### Written request
Copy out, unchanged, every line of the records from the line containing "Batch job #4201 — class label: flowering" through the line containing "[356, 307, 380, 487]", including both of those lines.
----- Data to use -----
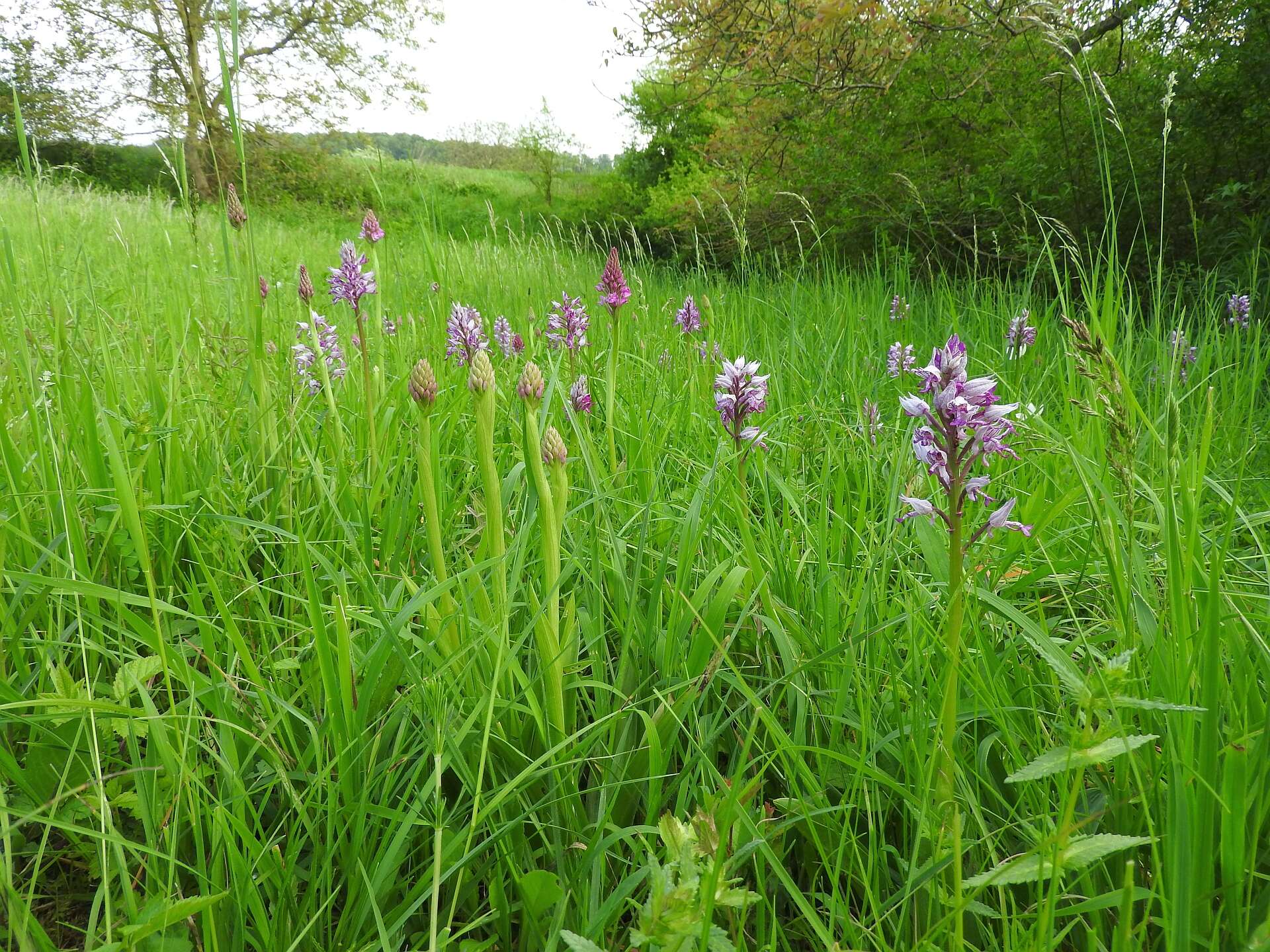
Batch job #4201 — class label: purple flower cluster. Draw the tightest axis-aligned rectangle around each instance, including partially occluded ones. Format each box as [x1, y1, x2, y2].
[548, 291, 591, 353]
[715, 357, 769, 448]
[886, 340, 917, 377]
[1226, 294, 1252, 330]
[1006, 307, 1037, 360]
[1168, 330, 1199, 383]
[291, 311, 347, 393]
[899, 334, 1031, 542]
[362, 208, 384, 245]
[446, 301, 489, 367]
[565, 373, 592, 414]
[326, 241, 377, 313]
[675, 294, 701, 334]
[494, 315, 525, 359]
[595, 247, 631, 313]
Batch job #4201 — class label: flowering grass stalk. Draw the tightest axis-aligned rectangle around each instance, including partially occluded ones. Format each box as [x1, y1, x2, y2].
[406, 359, 458, 653]
[595, 247, 631, 475]
[326, 241, 378, 485]
[516, 360, 565, 742]
[1226, 294, 1252, 330]
[468, 350, 507, 627]
[1006, 307, 1037, 360]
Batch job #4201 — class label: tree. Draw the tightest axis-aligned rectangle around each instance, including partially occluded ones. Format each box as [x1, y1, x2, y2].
[9, 0, 439, 196]
[621, 0, 1270, 264]
[516, 99, 579, 204]
[0, 0, 113, 141]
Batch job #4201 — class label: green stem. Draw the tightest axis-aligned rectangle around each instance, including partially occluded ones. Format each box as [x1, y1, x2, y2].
[525, 406, 564, 741]
[419, 414, 458, 653]
[474, 387, 507, 629]
[935, 476, 965, 949]
[310, 315, 344, 459]
[605, 313, 621, 476]
[935, 479, 965, 821]
[356, 307, 380, 487]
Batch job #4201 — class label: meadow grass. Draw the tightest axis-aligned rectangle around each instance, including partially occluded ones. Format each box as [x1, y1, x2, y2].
[0, 174, 1270, 952]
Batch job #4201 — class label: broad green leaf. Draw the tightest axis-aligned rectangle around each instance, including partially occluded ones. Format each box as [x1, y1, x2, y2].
[560, 929, 605, 952]
[113, 655, 163, 703]
[519, 869, 564, 919]
[1006, 734, 1158, 783]
[965, 833, 1151, 889]
[119, 892, 226, 943]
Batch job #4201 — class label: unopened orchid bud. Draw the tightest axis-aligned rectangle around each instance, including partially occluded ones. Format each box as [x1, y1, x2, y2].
[296, 264, 314, 305]
[542, 426, 569, 466]
[516, 360, 548, 409]
[468, 350, 494, 393]
[362, 208, 384, 245]
[405, 359, 437, 413]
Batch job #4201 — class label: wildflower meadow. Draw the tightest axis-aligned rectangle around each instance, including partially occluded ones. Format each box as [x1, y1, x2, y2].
[0, 159, 1270, 952]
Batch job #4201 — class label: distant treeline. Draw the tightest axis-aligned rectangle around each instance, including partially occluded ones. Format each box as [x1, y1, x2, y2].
[0, 132, 613, 207]
[293, 130, 613, 171]
[0, 134, 638, 235]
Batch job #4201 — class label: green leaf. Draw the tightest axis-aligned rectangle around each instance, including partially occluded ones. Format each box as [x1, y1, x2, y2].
[1110, 694, 1204, 711]
[119, 892, 226, 943]
[1006, 734, 1158, 783]
[976, 588, 1085, 694]
[113, 655, 163, 703]
[560, 929, 605, 952]
[519, 869, 564, 919]
[965, 833, 1151, 889]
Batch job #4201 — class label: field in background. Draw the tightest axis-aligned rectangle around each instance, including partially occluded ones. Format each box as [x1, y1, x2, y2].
[0, 180, 1270, 952]
[0, 136, 631, 242]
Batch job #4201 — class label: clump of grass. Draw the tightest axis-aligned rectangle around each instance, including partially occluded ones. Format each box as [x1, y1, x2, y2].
[0, 162, 1270, 951]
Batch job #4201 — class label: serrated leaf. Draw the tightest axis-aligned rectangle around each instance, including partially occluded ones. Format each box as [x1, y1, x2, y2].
[965, 833, 1151, 889]
[706, 926, 737, 952]
[1063, 833, 1151, 869]
[560, 929, 605, 952]
[113, 655, 163, 703]
[1111, 694, 1204, 711]
[1006, 734, 1160, 783]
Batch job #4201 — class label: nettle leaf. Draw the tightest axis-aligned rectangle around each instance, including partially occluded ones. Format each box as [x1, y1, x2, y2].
[560, 929, 605, 952]
[113, 655, 163, 703]
[1006, 734, 1160, 783]
[965, 833, 1151, 887]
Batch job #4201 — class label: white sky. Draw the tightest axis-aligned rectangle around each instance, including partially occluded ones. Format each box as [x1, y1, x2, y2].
[347, 0, 646, 155]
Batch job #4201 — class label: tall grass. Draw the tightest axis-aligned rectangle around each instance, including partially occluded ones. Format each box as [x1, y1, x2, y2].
[0, 141, 1270, 952]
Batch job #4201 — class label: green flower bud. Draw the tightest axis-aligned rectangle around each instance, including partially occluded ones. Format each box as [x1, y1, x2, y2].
[468, 350, 494, 393]
[542, 426, 569, 466]
[405, 359, 437, 413]
[516, 360, 548, 410]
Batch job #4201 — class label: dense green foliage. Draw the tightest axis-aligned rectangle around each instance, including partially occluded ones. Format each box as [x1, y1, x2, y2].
[620, 0, 1270, 269]
[0, 135, 631, 235]
[0, 170, 1270, 952]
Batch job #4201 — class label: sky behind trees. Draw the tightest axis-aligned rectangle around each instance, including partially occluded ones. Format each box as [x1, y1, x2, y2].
[360, 0, 645, 155]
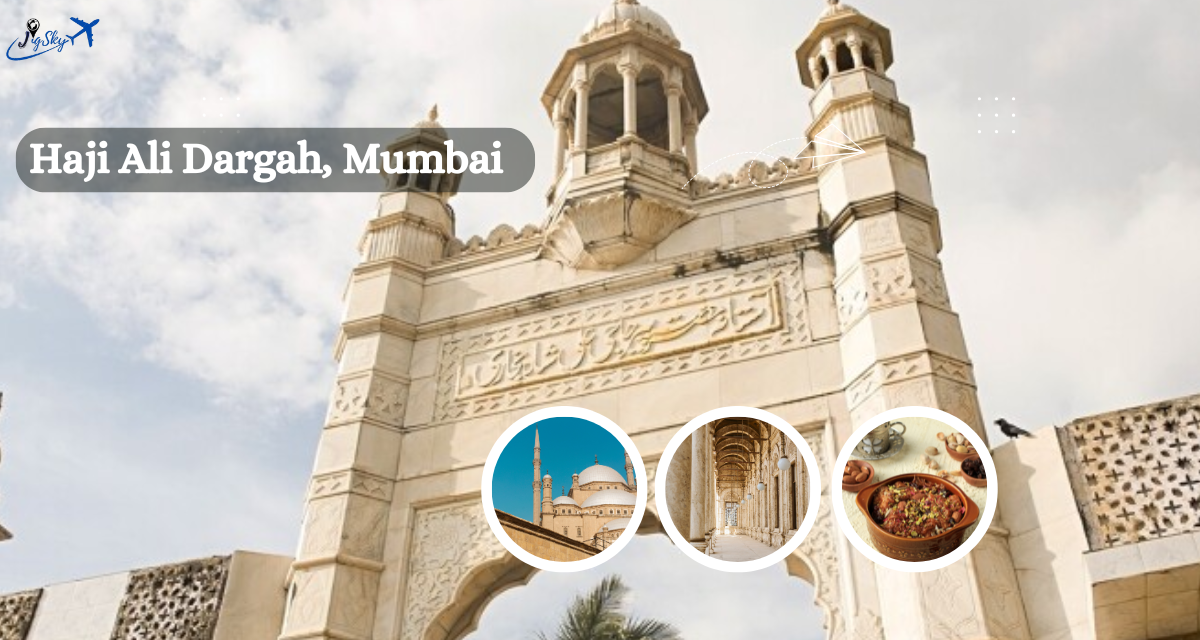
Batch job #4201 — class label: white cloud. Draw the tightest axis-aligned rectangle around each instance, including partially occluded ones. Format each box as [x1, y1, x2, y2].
[0, 280, 17, 309]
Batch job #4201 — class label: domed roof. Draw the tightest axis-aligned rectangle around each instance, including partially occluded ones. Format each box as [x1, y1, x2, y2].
[600, 518, 629, 531]
[582, 0, 679, 47]
[580, 465, 625, 485]
[583, 489, 637, 509]
[820, 0, 858, 20]
[413, 104, 446, 138]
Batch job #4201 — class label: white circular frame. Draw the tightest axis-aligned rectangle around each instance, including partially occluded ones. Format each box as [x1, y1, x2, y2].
[829, 407, 998, 573]
[480, 407, 647, 573]
[654, 407, 821, 573]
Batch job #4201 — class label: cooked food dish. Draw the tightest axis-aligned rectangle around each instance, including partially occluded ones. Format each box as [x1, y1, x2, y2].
[870, 478, 967, 538]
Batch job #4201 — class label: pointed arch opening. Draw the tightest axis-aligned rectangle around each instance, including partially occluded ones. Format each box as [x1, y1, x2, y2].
[637, 65, 671, 150]
[834, 42, 854, 72]
[863, 46, 877, 71]
[588, 65, 625, 149]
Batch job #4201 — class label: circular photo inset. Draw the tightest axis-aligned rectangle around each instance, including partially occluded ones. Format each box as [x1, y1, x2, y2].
[654, 407, 821, 573]
[482, 407, 647, 572]
[833, 407, 996, 572]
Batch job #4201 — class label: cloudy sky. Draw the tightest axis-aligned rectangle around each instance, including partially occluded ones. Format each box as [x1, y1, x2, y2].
[0, 0, 1200, 638]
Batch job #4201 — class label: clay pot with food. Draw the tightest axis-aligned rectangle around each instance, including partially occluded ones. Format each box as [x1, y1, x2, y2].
[854, 473, 979, 562]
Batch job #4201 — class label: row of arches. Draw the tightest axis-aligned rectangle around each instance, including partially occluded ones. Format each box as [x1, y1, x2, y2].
[809, 30, 884, 84]
[713, 418, 808, 548]
[554, 60, 700, 173]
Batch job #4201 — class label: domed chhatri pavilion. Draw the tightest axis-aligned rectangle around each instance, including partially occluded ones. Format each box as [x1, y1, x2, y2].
[533, 430, 637, 548]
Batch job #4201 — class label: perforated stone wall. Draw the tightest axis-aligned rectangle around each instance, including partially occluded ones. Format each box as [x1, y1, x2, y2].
[0, 590, 42, 640]
[112, 557, 230, 640]
[1057, 396, 1200, 551]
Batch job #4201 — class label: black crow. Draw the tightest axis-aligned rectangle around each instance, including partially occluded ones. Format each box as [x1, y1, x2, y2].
[996, 418, 1033, 438]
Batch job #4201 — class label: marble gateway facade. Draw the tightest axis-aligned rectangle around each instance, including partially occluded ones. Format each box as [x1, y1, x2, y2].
[0, 0, 1200, 640]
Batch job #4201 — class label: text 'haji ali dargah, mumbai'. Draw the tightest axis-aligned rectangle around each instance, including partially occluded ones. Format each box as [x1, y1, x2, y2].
[0, 0, 1200, 640]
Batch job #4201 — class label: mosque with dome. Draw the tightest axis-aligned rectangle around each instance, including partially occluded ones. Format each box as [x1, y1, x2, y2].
[533, 430, 637, 548]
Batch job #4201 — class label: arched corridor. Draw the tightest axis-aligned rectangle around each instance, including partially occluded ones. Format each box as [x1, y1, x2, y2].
[667, 418, 809, 561]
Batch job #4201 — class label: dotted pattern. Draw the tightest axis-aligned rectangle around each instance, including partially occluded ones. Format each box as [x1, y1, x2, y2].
[112, 556, 229, 640]
[1057, 396, 1200, 551]
[0, 590, 42, 640]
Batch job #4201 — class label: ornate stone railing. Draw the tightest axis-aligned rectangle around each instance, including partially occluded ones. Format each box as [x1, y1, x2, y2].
[1056, 395, 1200, 551]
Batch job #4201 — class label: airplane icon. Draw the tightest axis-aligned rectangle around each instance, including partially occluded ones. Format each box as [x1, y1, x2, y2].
[67, 18, 100, 47]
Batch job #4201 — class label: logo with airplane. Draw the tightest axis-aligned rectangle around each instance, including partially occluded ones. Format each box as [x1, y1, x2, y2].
[5, 18, 100, 60]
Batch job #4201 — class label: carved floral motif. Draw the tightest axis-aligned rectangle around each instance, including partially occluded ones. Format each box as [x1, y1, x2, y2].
[401, 500, 506, 640]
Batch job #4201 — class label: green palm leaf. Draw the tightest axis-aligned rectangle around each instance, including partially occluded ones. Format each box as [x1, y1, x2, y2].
[536, 575, 679, 640]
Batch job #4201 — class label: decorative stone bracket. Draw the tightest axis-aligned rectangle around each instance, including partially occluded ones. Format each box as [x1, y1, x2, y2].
[542, 191, 694, 269]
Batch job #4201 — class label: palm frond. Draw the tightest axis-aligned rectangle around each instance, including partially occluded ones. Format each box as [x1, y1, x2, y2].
[620, 620, 680, 640]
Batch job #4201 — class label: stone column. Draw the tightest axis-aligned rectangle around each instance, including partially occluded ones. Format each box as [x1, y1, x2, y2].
[575, 82, 590, 151]
[554, 100, 570, 179]
[688, 426, 707, 542]
[846, 31, 864, 68]
[667, 85, 683, 154]
[619, 64, 637, 137]
[683, 116, 700, 174]
[809, 70, 1030, 640]
[281, 240, 421, 640]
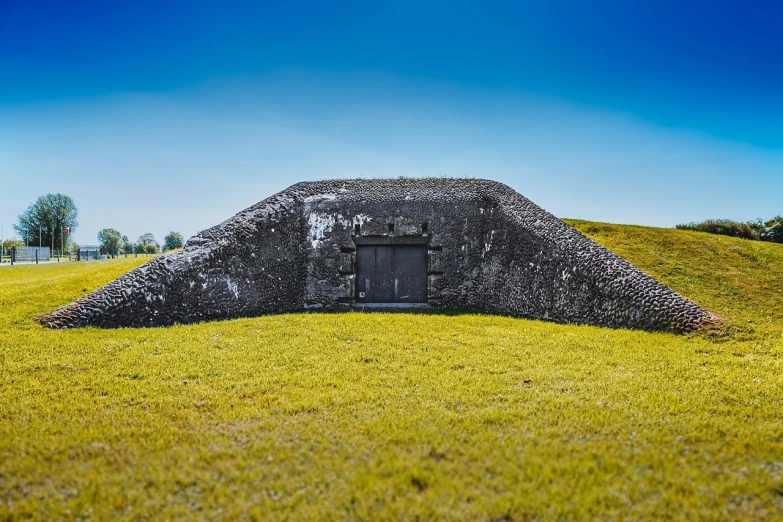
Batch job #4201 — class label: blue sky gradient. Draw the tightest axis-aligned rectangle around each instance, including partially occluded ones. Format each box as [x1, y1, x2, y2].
[0, 0, 783, 244]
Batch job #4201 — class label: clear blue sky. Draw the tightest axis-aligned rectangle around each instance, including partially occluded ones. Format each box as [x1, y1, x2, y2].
[0, 0, 783, 244]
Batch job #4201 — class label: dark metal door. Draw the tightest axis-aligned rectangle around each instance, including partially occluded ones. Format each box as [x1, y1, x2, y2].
[356, 245, 427, 303]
-----
### Response
Batch job #4201 — class label: flowering grass stalk. Draw the tightest axis-aligned rectangle around each instance, including partially occluded ones. Format each box as [x1, y1, x2, y2].
[406, 359, 458, 653]
[595, 247, 631, 475]
[326, 241, 378, 485]
[516, 360, 565, 742]
[1226, 294, 1252, 330]
[468, 350, 507, 627]
[1006, 307, 1037, 360]
Batch job #4201 — class label: tree. Draw the tightest axis-aligned rectangle around each instance, including partially occluded ones. Format each box as [x1, y1, x2, y2].
[9, 0, 439, 196]
[621, 0, 1270, 264]
[516, 99, 579, 204]
[0, 0, 113, 141]
Batch job #4201 — class label: green stem. Draw the tightest axis-aligned rectangle around each instance, including partially occluded ones. Format each box as [x1, y1, x2, y2].
[525, 406, 564, 741]
[419, 414, 458, 653]
[474, 387, 507, 629]
[935, 476, 965, 949]
[310, 315, 344, 459]
[605, 313, 621, 476]
[935, 479, 965, 821]
[356, 307, 380, 487]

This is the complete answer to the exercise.